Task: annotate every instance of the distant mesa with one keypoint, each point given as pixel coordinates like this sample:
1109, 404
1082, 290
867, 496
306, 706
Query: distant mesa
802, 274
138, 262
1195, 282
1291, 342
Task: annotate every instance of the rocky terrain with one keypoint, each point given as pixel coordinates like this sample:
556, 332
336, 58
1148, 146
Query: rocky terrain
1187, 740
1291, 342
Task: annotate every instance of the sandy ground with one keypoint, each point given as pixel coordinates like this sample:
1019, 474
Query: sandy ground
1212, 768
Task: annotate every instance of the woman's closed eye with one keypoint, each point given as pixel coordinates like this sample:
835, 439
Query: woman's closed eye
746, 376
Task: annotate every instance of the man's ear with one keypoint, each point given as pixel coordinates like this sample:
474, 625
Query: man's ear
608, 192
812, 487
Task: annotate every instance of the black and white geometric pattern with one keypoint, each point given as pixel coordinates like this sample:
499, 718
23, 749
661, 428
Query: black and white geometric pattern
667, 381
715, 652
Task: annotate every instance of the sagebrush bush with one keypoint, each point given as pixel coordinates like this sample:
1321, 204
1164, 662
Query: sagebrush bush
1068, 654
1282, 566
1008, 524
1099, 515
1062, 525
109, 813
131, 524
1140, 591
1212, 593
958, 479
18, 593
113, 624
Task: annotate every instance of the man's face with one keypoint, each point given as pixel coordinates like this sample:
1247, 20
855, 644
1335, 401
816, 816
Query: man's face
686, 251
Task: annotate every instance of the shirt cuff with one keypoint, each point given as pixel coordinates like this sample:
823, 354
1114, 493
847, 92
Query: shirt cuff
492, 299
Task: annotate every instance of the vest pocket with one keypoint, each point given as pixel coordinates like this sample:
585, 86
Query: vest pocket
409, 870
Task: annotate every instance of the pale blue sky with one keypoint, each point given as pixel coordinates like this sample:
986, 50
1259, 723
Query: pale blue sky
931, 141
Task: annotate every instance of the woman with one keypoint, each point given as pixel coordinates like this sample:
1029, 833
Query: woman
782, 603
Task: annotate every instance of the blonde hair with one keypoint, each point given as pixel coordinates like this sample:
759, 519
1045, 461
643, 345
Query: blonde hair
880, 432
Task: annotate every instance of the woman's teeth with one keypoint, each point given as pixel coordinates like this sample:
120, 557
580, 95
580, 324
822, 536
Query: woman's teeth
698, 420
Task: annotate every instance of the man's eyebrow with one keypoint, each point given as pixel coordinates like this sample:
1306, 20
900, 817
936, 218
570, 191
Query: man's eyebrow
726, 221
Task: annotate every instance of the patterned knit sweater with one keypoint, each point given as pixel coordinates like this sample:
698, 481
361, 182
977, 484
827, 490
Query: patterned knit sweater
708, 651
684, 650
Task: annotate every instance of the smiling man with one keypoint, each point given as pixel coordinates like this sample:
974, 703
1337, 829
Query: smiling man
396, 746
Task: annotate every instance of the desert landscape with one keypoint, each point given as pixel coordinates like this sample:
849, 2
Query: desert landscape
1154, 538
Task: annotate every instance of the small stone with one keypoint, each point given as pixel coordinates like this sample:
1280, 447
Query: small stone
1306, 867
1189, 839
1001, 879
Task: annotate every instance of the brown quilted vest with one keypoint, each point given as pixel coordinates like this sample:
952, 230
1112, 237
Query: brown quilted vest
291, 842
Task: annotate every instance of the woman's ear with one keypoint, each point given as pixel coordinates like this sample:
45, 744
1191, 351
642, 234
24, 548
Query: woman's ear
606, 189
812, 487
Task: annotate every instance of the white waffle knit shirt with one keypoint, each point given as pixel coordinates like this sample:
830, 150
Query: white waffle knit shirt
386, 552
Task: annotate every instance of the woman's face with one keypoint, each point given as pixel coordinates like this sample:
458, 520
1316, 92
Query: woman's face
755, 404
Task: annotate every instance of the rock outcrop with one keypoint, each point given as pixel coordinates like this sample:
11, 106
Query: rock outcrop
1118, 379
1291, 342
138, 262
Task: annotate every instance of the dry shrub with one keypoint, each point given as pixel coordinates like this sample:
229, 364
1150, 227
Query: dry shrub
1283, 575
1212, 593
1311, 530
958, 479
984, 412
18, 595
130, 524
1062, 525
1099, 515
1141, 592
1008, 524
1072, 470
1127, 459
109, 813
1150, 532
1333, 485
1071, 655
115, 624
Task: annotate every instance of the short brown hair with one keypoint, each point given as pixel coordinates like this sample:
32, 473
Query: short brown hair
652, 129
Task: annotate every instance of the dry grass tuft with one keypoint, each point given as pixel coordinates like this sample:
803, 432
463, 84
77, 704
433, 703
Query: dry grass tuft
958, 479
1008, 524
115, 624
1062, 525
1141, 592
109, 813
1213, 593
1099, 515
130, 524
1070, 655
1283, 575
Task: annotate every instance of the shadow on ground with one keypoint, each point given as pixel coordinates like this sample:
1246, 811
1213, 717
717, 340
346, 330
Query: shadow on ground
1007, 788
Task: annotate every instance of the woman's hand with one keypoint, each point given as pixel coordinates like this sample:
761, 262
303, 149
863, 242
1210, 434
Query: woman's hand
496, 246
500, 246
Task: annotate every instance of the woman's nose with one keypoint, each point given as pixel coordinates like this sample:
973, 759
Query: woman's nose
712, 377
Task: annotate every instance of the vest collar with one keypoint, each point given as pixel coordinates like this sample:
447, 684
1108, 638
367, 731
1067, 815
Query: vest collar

_PROBLEM_
Go through the listing above and restate it word for word.

_PROBLEM SOLUTION_
Task: annotate every instance of the distant mesa with one keypoint, each point given as pixel coordinates like this sample:
1109, 404
1082, 290
867, 496
306, 706
Query: distant mesa
802, 274
138, 262
1195, 282
1291, 342
Task: annotate every instance of the rocky terrain with one keypoint, each point given as pixel coordinates like this sample:
556, 332
336, 58
1148, 146
Query: rocky terrain
1187, 740
1291, 342
Task: annotate every instance of the sandy ground with one keypoint, each point given as pixel coordinates like this sample:
1019, 474
Query: sandy ground
1212, 768
Task: annotate every instance of the woman's closed eye with one keypoint, each point given as pixel coordinates like this sample:
835, 439
Query: woman's closed eye
746, 376
Task: annotate every instance of the man's ear with one keypoint, each point given as pixel coordinates like this sample:
474, 625
Query: man's ear
608, 192
812, 487
Task: annotate every instance of the black and white geometric pattern with one keypoint, each point given as pixel coordinates like this sample:
499, 718
23, 749
661, 428
Query: black and white geometric pattern
667, 381
715, 652
Task: annotate every instance of the sagebrush bush with one keypoint, each point given as pixel coordinates like this sample:
1321, 204
1164, 662
Query: sagebrush bush
1068, 654
1282, 566
1008, 524
1099, 515
1062, 525
109, 813
131, 524
1140, 591
1212, 593
958, 479
18, 593
113, 624
Task: annotate every instance of the man's face with one keypoint, each point given as pixel coordinates like this sample:
1247, 20
855, 644
1335, 401
816, 816
Query: man's face
686, 251
Task: annotate every instance of the shirt cuff with one keypoint, each point given as pixel coordinates like this sample:
823, 354
1114, 493
847, 92
Query: shirt cuff
492, 299
Task: annotate every instance of the vest pocket with one keypoint, each point given as pixel coordinates like this sample:
585, 86
Query: vest pocket
409, 870
Task: annotate every instance of the pale blue sky with one keypoint, each point given as pixel coordinates like this sample:
986, 50
1259, 723
Query: pale blue sky
931, 141
Task: annotate every instance of the woman with one keypoint, each point given as pixel coordinates like this sample:
1029, 833
Query: woman
782, 603
Task: annotate every instance of the blonde hair with one keypoint, each point given as pixel coordinates like this sample:
759, 519
1045, 461
643, 345
Query: blonde hair
880, 432
Task: annotate every instance of the woman's teeth with one keypoint, each point given as pixel coordinates like this sample:
120, 557
580, 95
580, 324
822, 536
Query: woman's teeth
698, 420
Task: annotate every instance of the man's eyebrow with one keypoint, each point given as pixel coordinates like this sample:
1306, 20
900, 817
936, 218
570, 191
Query: man's eyebrow
726, 221
Task: annotate every instance of the patterned knit sweater with one keypoint, each point given as pixel coordinates like this sample:
698, 481
361, 182
977, 484
827, 490
Query: patterned knit sweater
708, 651
684, 650
Task: annotate every instance of the smiling man with one keypoint, each point given as pixel coordinates like this sample:
974, 703
1337, 829
Query: smiling man
396, 746
Task: annotate every instance of the desert landscape with one keypoint, each point given as pixel coordinates like this sample:
849, 2
Query: desert landscape
1154, 538
Task: annotate every instance of the small stone with one keypoint, each point given as pixel coordinates like this sample:
1280, 447
Query: small stone
1306, 867
1189, 839
1001, 879
Task: annotate every instance of the brown quilted vest with one keypoint, each point given as pixel coordinates like this sample:
952, 230
1112, 237
Query: brown quilted vest
291, 842
Task: annotate every instance of the woman's ear with one keypoint, each point given as pixel coordinates like this sample:
45, 744
1191, 351
642, 234
24, 548
Query: woman's ear
606, 189
812, 487
Task: annotate every instance of the white waffle knit shirt with one keypoint, each point given as pixel coordinates like this sample:
830, 150
Query: white waffle knit shirt
386, 552
Task: annotate every instance of the woman's face with one keypoint, each point given as pixel coordinates like this sample:
458, 520
1316, 92
Query: woman's face
755, 404
Task: annotate every instance of the rock outcrop with one keypoint, each point given as pixel coordinates like this sample:
11, 106
Query: rock outcrop
1118, 379
1291, 342
138, 262
Task: annotate every instance of the dry shrub with one keypoint, each point given as pixel coordinates like this sample:
229, 364
1150, 227
Query: dry shrub
1283, 575
1212, 593
1311, 530
958, 479
984, 412
18, 595
130, 524
1062, 525
1099, 515
1141, 592
1008, 524
1072, 470
1127, 459
109, 813
1150, 532
1333, 485
1071, 655
115, 624
Task: annotate every instance of the short brown hair with one keypoint, each point given as pixel coordinates like this sample:
32, 473
Query: short brown hair
652, 129
Task: annotate every instance of the dry grass tuft with one keypoint, each point given as pixel coordinates like this sample:
803, 432
463, 84
77, 704
433, 703
Query: dry grass tuft
958, 479
1008, 524
115, 624
1062, 525
1141, 592
109, 813
1213, 593
1099, 515
130, 524
1070, 655
1283, 575
Task: annotate every instance of the shadow on ground with one keypoint, each point given as pixel coordinates like this sample:
1246, 811
1213, 717
717, 340
346, 330
Query: shadow on ground
1007, 788
Task: annotate every instance of the woman's hand with one keypoint, each point given as pixel coordinates like this sample:
761, 262
303, 149
863, 242
1210, 434
Query: woman's hand
496, 246
500, 246
Task: annotate every instance of the woman's nose with one keypoint, each point given as pixel coordinates like this sample:
973, 759
Query: woman's nose
712, 377
Task: annotate every instance of the vest collar with one keypoint, each point given as pixel coordinates like this sample:
447, 684
1108, 638
367, 731
1067, 815
Query: vest collar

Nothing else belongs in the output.